__JEU DE DONNÉES__:
---

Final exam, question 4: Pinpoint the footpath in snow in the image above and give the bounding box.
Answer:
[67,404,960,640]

---

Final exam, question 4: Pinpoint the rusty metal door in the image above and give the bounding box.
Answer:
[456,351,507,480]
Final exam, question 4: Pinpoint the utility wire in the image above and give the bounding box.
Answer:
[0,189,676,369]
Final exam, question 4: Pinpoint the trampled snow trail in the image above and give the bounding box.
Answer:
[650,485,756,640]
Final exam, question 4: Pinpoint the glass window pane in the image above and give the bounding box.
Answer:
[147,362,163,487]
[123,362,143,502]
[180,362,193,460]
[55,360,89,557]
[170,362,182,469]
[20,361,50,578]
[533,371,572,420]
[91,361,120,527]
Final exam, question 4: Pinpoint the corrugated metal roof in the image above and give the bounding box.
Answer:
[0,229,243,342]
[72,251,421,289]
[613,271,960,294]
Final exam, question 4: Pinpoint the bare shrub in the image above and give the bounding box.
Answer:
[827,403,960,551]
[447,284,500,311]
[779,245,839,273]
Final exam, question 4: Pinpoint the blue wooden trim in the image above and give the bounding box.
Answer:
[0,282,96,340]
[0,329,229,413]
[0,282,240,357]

---

__TRAVAIL DEMANDÉ__: Pouvez-vous présenter sous forme de CSV à deux colonnes, intitulées demande et réponse, tout ce qui va de la ligne contenant "Final exam, question 4: Pinpoint the corrugated" jusqu'à celle contenant "[0,282,240,357]", ces deux lignes comprises ? Chaque rangée réunit un texte et sa réponse, chacun dans un champ entre guillemets, avec les sauts de ligne remplacés par des espaces.

__LA RÉPONSE__:
demande,réponse
"Final exam, question 4: Pinpoint the corrugated metal roof in the image above and give the bounding box. Answer:","[0,229,243,342] [72,251,421,289] [613,271,960,294]"
"Final exam, question 4: Pinpoint the bare shrub in the image above and give the bounding box. Answer:","[827,403,960,551] [447,284,500,311] [779,245,839,273]"
"Final exam, question 4: Pinpoint the blue wooden trim in the image above and give the bounding box. Answer:","[0,282,96,340] [0,329,229,413] [0,282,240,357]"